→ TRAVAIL DEMANDÉ
**A.** Répondez aux questions suivantes à partir de l'extrait sur le traitement médiatique du conflit en Colombie :
(i) Combien de propriétaires de médias ont signé l'accord de 1999 ?
(ii) Quel nom porte cet accord ?
(iii) Dans quelles facultés les enseignants-chercheurs étudient-ils les médias et le traitement informatif du conflit ?
**B.** Recopiez fidèlement le passage de l'extrait sur le traitement médiatique du conflit en Colombie, en commençant aux mots « Y.S - Oui, nous » et en vous arrêtant après les mots « à ces sujets. ».
**C.** Poursuivez le texte sur le traitement médiatique du conflit colombien à partir de l'endroit où il s'arrête.

→ EXTRAIT CITÉ
J.P - Le traitement médiatique du conflit et du processus de paix est-il un sujet régulièrement abordé en Colombie ?

Y.S - Oui, nous sommes beaucoup à étudier ce sujet. Dans presque toutes les universités où il y a une faculté de communication ou de psychologie sociale, les enseignants-chercheurs étudient les médias et le traitement informatif du conflit et du processus de paix. Des universités publiques et privées ont des observatoires et des groupes de recherches consacrés à ces sujets.

Depuis des décennies, journalistes et enseignants-chercheurs organisent des formations afin que les professionnels de l'information puissent améliorer leur travail. Ils vont parfois se former à leurs frais, certains sont très engagés pour faire un journalisme qui ne contribue pas à la guerre. Il y a aussi des initiatives d'associations de journalistes et de propriétaires de grands médias pour améliorer la qualité de l'information.

En 1999 par exemple, un accord a été signé par 32 propriétaires de médias - « L'accord pour la discrétion » - pour faire en sorte que leur travail ne contribue pas à exacerber la guerre. Ils ont ainsi reconnu que leur travail a une certaine influence. Mais comme évoqué précédemment, ces dispositions n'étaient pas compatibles avec les objectifs stratégiques des acteurs armés et notamment de ceux qui s'imposaient comme seule source légitime des médias.


[1] Forces armées révolutionnaires de Colombie.

→ DONNÉES FOURNIES

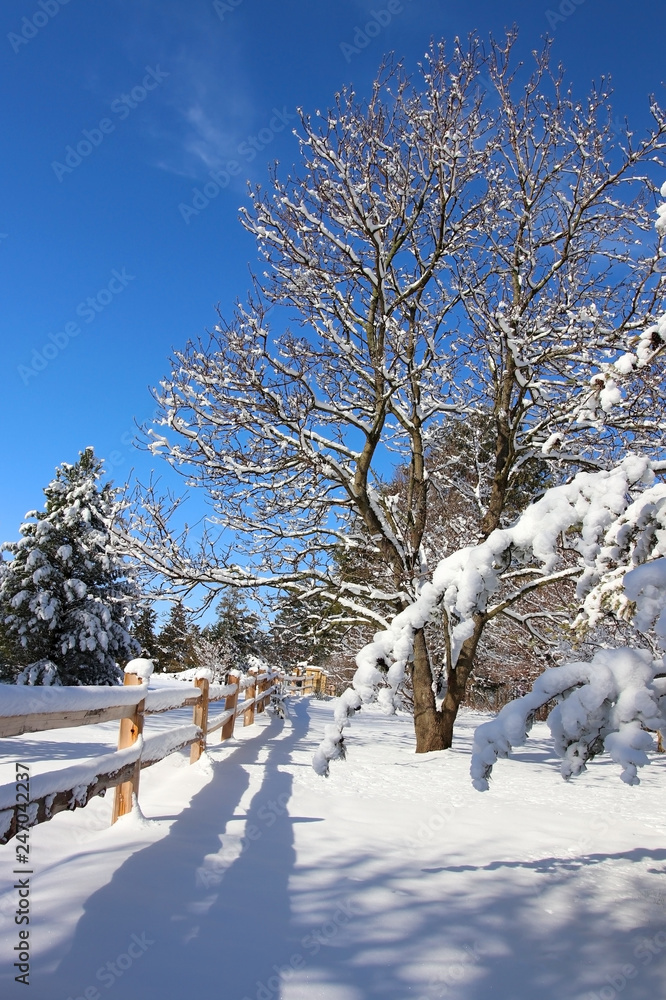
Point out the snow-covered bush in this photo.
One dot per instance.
(66, 597)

→ RÉPONSES PAR CONSIGNE
**A.**
(i) 32 propriétaires de médias.
(ii) « L'accord pour la discrétion ».
(iii) Dans les facultés de communication ou de psychologie sociale.

**B.**
Y.S - Oui, nous sommes beaucoup à étudier ce sujet. Dans presque toutes les universités où il y a une faculté de communication ou de psychologie sociale, les enseignants-chercheurs étudient les médias et le traitement informatif du conflit et du processus de paix. Des universités publiques et privées ont des observatoires et des groupes de recherches consacrés à ces sujets.

**C.**
[2] L'origine du conflit fait débat, notamment parce que le fait de désigner un moment « zéro » revient à identifier un responsable : s'agit-il de l'État et ses politiques économiques et sociales des années 1920-1930 ? Ou de la création des guérillas dans les années 1960 ? Ou encore du trafic de drogue dans les années 1980 ? Voir à ce propos le rapport de la Comisión histórica del conflicto armado y sus víctimas, 2015.

[3] Donnée qui comptabilise les victimes entre 1985 et 2018. Source : Commission de la Vérité de Colombie.

[4] Source: Centre National de mémoire historique de Colombie.

[5] Art. 21 de l'accord 017 de 1997, chapitre IV : « (...) les émissions de télévision ne pourront pas diffuser des communiqués, ni des déclarations des groupes de guérillas, ni des organisations de délinquants liés à la subversion ou au terrorisme, ni de leurs membres ou attribués à ces groupes, (...) », CNTV.

[6] Voir introduction.

[7] Président de la République colombienne de 2002 à 2010.

[8] Président de la République colombienne de 2010 à 2018.